Could you put all the rows below into a numbered list, skipping any blank lines and leaving the pictures out?

SUPPLIED ENTRIES

━━━━━━━━━━━━━━━━━━━━

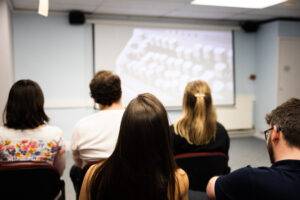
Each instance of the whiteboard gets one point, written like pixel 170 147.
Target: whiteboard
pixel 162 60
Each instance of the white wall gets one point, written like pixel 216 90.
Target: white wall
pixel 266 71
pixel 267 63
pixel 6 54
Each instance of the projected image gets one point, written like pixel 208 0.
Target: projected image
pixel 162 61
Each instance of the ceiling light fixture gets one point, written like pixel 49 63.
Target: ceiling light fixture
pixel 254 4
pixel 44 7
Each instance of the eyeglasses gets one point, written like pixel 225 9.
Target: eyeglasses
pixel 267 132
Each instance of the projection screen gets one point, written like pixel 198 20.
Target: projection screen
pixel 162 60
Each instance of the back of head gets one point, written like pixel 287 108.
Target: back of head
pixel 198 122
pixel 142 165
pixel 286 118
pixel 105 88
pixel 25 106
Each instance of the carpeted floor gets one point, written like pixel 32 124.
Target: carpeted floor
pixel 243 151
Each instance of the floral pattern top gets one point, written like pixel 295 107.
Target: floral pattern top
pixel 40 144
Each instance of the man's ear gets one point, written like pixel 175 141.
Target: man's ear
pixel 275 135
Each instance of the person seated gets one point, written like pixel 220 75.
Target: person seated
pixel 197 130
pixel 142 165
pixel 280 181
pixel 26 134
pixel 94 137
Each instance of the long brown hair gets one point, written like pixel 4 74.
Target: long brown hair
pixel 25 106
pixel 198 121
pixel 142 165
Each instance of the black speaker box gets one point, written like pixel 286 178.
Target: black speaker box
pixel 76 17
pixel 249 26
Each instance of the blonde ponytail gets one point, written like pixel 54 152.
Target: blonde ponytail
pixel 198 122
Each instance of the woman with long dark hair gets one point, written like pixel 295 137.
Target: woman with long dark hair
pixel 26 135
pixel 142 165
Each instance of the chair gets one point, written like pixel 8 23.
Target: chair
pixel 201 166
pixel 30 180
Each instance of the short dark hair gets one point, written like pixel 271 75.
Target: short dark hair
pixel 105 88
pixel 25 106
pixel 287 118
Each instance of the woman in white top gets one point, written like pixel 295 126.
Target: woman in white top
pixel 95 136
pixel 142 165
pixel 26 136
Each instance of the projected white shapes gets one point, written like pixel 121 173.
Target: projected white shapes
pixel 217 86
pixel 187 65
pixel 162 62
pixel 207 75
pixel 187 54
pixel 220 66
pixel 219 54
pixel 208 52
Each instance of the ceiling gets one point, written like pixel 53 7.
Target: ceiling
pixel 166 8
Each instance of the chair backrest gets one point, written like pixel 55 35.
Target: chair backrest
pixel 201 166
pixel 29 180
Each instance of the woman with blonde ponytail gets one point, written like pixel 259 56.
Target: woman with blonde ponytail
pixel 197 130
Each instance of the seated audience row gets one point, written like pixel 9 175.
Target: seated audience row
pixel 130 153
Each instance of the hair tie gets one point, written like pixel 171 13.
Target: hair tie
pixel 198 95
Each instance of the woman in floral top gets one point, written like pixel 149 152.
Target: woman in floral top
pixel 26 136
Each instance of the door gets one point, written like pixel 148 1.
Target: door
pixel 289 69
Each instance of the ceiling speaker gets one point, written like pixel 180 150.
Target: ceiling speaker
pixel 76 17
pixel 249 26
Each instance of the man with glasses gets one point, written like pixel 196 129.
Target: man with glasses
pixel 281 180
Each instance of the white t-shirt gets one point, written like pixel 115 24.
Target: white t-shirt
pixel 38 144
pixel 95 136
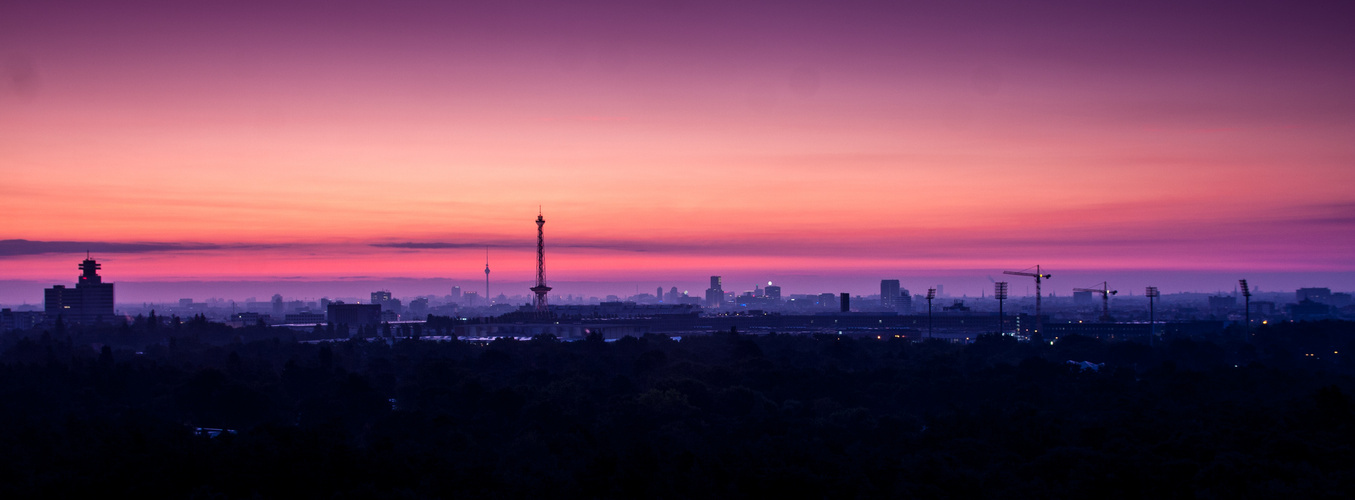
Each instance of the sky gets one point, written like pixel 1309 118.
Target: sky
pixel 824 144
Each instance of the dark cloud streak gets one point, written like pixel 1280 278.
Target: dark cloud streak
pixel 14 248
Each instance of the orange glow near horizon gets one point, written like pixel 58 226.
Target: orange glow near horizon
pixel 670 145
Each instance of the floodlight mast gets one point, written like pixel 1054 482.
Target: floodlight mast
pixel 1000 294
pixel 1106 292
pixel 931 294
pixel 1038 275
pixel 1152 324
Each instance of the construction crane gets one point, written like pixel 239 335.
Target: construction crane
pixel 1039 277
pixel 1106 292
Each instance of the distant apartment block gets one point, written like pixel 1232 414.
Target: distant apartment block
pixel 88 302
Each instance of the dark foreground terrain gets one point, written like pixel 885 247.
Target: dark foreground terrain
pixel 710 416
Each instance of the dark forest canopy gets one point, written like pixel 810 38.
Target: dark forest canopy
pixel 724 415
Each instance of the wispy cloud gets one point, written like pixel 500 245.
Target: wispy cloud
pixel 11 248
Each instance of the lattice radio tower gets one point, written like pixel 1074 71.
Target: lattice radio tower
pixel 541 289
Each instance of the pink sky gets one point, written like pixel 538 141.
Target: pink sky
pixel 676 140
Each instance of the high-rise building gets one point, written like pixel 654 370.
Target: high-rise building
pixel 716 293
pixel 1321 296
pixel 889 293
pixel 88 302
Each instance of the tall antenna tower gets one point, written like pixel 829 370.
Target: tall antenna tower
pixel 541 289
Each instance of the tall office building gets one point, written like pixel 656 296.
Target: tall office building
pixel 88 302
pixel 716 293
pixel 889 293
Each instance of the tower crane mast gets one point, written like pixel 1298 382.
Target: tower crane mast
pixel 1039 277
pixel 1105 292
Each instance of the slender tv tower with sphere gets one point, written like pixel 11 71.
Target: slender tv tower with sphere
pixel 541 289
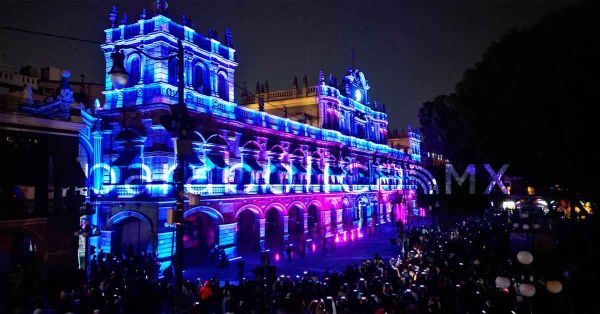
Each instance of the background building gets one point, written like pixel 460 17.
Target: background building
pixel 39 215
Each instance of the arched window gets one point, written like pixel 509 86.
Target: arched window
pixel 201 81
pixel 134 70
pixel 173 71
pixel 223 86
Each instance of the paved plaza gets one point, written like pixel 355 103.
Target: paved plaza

━━━━━━━━━━━━━━━━━━━━

EXERCISE OUTPUT
1. Each instance of the whiteboard gets one point, written like pixel 170 147.
2. Target: whiteboard
3. pixel 162 60
4. Each instance of the white wall gets one point, written like pixel 216 90.
5. Target: white wall
6. pixel 266 71
7. pixel 267 63
8. pixel 6 54
9. Each instance of the projected image gets one point, written like pixel 208 0.
10. Target: projected image
11. pixel 162 61
12. Each instance of the ceiling light fixture gets one point, written like pixel 49 63.
13. Target: ceiling light fixture
14. pixel 254 4
15. pixel 44 7
16. Each instance of the eyeglasses gets one point, written like pixel 225 9.
17. Target: eyeglasses
18. pixel 267 132
19. Each instance of the projection screen gets one point, written like pixel 198 20.
20. Target: projection screen
21. pixel 162 60
22. Each instance of the back of head gets one point, written like pixel 287 108.
23. Target: back of head
24. pixel 198 122
25. pixel 142 165
26. pixel 286 118
27. pixel 105 88
28. pixel 25 106
29. Each instance of the carpeted floor gets one point, written like pixel 32 124.
30. Target: carpeted floor
31. pixel 243 151
32. Each instance of the floral pattern top gets one point, written like pixel 295 107.
33. Target: floral pattern top
34. pixel 40 144
35. Each instance of the man's ear gets one point, written like pixel 175 141.
36. Target: man's ear
37. pixel 275 135
38. Each instance of the person seated gets one point, written like pixel 220 75.
39. Target: person seated
40. pixel 197 130
41. pixel 142 165
42. pixel 280 181
43. pixel 26 134
44. pixel 94 137
45. Each instance of the long brown hair gets one point, written like pixel 4 74.
46. Target: long brown hair
47. pixel 25 106
48. pixel 198 121
49. pixel 142 165
50. Each instance of the black speaker box gets one point, written like pixel 286 178.
51. Target: black speaker box
52. pixel 76 17
53. pixel 249 26
54. Each instance of the blonde ponytail gets one point, written like pixel 54 152.
55. Target: blonde ponytail
56. pixel 198 122
57. Each instance of the woman with long dark hair gets one point, written like pixel 295 137.
58. Target: woman with long dark hair
59. pixel 26 135
60. pixel 142 165
61. Each instance of the chair gets one point, written like pixel 8 23.
62. Target: chair
63. pixel 201 166
64. pixel 30 180
65. Each instance of the short dark hair gets one point, written like pixel 271 75.
66. Target: short dark hair
67. pixel 105 88
68. pixel 25 106
69. pixel 287 118
70. Each instance of the woman in white top gets one point, written like pixel 295 126.
71. Target: woman in white top
72. pixel 95 136
73. pixel 142 165
74. pixel 26 136
75. Each instance of the projected white shapes gets one point, written like pixel 121 173.
76. Target: projected white shapes
77. pixel 217 86
78. pixel 187 65
79. pixel 162 62
80. pixel 207 75
81. pixel 187 54
82. pixel 220 66
83. pixel 219 54
84. pixel 208 52
85. Each instance of the ceiling gets one point, written like pixel 53 7.
86. Target: ceiling
87. pixel 166 8
88. Each instance of the chair backrest gets one point, written like pixel 55 35.
89. Target: chair backrest
90. pixel 201 166
91. pixel 29 180
92. Each instance of the woman with blonde ponytail gets one point, written like pixel 259 56.
93. Target: woman with blonde ponytail
94. pixel 197 130
95. Each instance of the seated audience row gets one point, written like pixel 9 175.
96. Target: seated audience row
97. pixel 130 153
98. Each instance of the hair tie gets one point, written like pixel 171 13.
99. Target: hair tie
100. pixel 198 95
101. Each instance of the woman in floral top gets one point, written like pixel 149 152.
102. Target: woman in floral top
103. pixel 26 136
104. Each instance of the door gets one point, written like pixel 148 1.
105. Target: door
106. pixel 289 69
107. Each instance of the ceiling speaker gets one point, written like pixel 180 150.
108. Target: ceiling speaker
109. pixel 76 17
110. pixel 249 26
111. Each instance of the man with glasses gets one point, written like pixel 196 129.
112. Target: man with glasses
113. pixel 281 180
114. Each instance of the white t-shirt gets one point, written like pixel 115 24.
115. Target: white t-shirt
116. pixel 38 144
117. pixel 95 136
118. Each instance of the sky gets one point, written like pixel 1309 118.
119. Target: sky
120. pixel 824 144
121. Each instance of the dark cloud streak gets one point, written like pixel 1280 278.
122. Target: dark cloud streak
123. pixel 14 248
124. Each instance of the orange glow near horizon gets one point, written like pixel 58 226.
125. Target: orange glow near horizon
126. pixel 670 145
127. Each instance of the floodlight mast gets one point, written like pixel 1054 482.
128. Target: floodlight mast
129. pixel 1000 294
130. pixel 1106 292
131. pixel 931 294
132. pixel 1038 275
133. pixel 1152 324
134. Each instance of the construction crane gets one point, written like pixel 239 335.
135. Target: construction crane
136. pixel 1039 277
137. pixel 1106 292
138. Each instance of the distant apartment block gets one point, written like pixel 1232 414.
139. Target: distant apartment block
140. pixel 88 302
141. Each instance of the dark foreground terrain gets one point, written like pixel 885 247.
142. Target: dark foreground terrain
143. pixel 710 416
144. Each instance of the dark forest canopy gets one point, written like pixel 810 38.
145. Target: dark forest canopy
146. pixel 724 415
147. Each instance of the wispy cloud gets one point, written like pixel 500 245.
148. Target: wispy cloud
149. pixel 11 248
150. Each instance of the lattice radio tower gets one point, written like pixel 1074 71.
151. Target: lattice radio tower
152. pixel 541 289
153. Each instance of the pink sky gets one point, written like pixel 538 141.
154. Target: pink sky
155. pixel 676 140
156. Each instance of the high-rise building gets one point, written like pixel 654 370.
157. Target: high-rise building
158. pixel 716 293
159. pixel 1321 296
160. pixel 889 293
161. pixel 88 302
162. Each instance of the tall antenna tower gets one point, written like pixel 829 370.
163. Target: tall antenna tower
164. pixel 541 289
165. Each instance of the tall office building gets one point, written like pixel 656 296.
166. Target: tall office building
167. pixel 88 302
168. pixel 716 293
169. pixel 889 293
170. Each instance of the tower crane mast gets one point, written like pixel 1298 382.
171. Target: tower crane mast
172. pixel 1039 277
173. pixel 1105 292
174. Each instance of the slender tv tower with sphere gets one point, written like pixel 11 71.
175. Target: slender tv tower with sphere
176. pixel 541 289
177. Each instance of the background building gets one point, written like pixel 460 17.
178. Target: background building
179. pixel 39 215
180. Each instance of the arched window gets one point, written like pixel 509 86.
181. Target: arched window
182. pixel 201 81
183. pixel 134 70
184. pixel 173 71
185. pixel 223 86
186. Each instance of the paved plaza gets one point, written like pixel 355 103.
187. Target: paved plaza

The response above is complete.